=== PROBLEM STATEMENT ===
Reproduce the lines below, requests included, from the one containing "TARGET = cowboy hat" through the last line, scaling every point coordinate in the answers by 0.25 and rounding to whole numbers, with halves rounded up. Give only those lines, and leave the pictures out.

=== PROVIDED MATERIAL ===
==================================================
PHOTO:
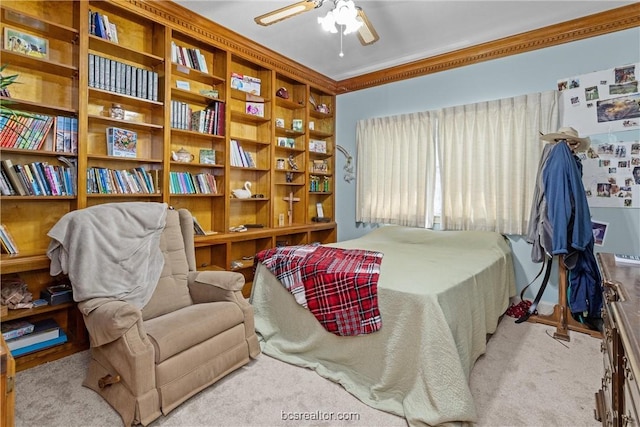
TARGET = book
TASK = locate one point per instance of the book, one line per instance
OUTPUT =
(121, 142)
(60, 339)
(43, 330)
(15, 329)
(207, 157)
(8, 242)
(627, 259)
(14, 179)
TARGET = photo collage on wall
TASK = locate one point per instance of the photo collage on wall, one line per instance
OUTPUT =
(605, 102)
(611, 174)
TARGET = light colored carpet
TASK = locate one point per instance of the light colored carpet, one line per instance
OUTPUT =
(526, 378)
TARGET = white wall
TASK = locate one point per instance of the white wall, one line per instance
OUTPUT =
(501, 78)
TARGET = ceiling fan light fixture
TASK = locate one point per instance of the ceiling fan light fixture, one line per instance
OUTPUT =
(345, 15)
(366, 33)
(328, 23)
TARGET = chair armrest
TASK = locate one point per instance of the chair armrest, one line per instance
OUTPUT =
(211, 286)
(107, 319)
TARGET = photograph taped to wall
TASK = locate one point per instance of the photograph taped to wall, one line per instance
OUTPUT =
(599, 232)
(611, 174)
(25, 43)
(602, 101)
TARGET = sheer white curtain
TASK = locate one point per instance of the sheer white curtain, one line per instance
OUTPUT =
(396, 170)
(489, 155)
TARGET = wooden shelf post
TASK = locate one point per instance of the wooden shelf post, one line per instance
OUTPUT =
(561, 317)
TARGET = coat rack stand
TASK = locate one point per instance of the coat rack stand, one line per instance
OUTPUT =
(561, 317)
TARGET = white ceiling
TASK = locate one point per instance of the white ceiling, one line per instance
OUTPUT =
(408, 30)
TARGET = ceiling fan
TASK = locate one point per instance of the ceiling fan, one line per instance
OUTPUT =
(345, 15)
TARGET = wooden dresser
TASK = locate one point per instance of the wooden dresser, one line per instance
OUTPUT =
(618, 400)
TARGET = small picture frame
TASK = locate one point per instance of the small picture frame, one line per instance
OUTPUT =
(599, 232)
(184, 85)
(25, 43)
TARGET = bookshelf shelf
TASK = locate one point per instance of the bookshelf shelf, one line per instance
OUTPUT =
(124, 159)
(34, 107)
(31, 23)
(124, 195)
(39, 153)
(182, 71)
(192, 134)
(125, 99)
(22, 313)
(187, 95)
(99, 45)
(124, 123)
(248, 118)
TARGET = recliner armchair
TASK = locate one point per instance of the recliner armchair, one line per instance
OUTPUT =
(196, 329)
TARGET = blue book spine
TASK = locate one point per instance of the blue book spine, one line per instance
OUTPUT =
(41, 345)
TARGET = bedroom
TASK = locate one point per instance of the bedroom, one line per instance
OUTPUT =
(537, 75)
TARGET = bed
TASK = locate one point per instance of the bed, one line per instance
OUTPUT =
(439, 293)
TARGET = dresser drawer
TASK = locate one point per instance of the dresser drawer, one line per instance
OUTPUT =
(608, 333)
(631, 396)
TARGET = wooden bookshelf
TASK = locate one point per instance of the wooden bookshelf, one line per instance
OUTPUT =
(62, 85)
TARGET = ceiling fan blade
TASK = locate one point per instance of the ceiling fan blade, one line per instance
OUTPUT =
(367, 34)
(287, 12)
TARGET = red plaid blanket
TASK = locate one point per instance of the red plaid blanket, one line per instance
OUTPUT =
(339, 286)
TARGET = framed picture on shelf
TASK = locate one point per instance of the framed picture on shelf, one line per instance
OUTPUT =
(207, 157)
(25, 43)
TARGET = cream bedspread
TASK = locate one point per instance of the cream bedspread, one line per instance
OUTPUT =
(440, 293)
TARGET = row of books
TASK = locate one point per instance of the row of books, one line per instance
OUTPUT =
(240, 157)
(27, 337)
(118, 77)
(30, 131)
(189, 57)
(36, 179)
(211, 120)
(132, 181)
(100, 26)
(187, 183)
(7, 241)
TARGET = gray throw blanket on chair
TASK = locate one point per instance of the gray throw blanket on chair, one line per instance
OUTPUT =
(110, 250)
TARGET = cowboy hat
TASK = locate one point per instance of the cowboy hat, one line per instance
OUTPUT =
(571, 136)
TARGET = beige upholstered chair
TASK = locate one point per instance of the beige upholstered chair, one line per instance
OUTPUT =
(196, 329)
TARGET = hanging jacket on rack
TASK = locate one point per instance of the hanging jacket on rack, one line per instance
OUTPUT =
(561, 225)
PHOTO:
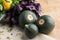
==================================================
=== COMPLETED TASK ===
TARGET = cowboy hat
TASK = locate one point per instance of the cowboy hat, one line per instance
OUTPUT =
(143, 34)
TARGET = beige upholstered chair
TASK = locate one point per instance of the beige upholstered chair, one line per instance
OUTPUT =
(49, 82)
TARGET = hanging jacket on rack
TASK = locate one point per instance of the hanging jacket on rack, one line per instance
OUTPUT =
(140, 56)
PHOTO:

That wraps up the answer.